- _Your objective_: Rewrite the data items below, changing every "bare tree" to "leafless tree" and leaving everything else as it is.

[Data items]
------------------------------------

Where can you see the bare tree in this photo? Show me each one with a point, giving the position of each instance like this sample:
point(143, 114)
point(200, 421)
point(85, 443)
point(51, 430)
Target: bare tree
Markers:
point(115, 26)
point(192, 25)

------------------------------------

- _Solution below_:
Where can you see the leafless tree in this photo? Show me each one with a point, giving the position of each instance like this sample:
point(143, 114)
point(200, 421)
point(85, 443)
point(51, 430)
Target: leafless tree
Markers:
point(115, 26)
point(192, 25)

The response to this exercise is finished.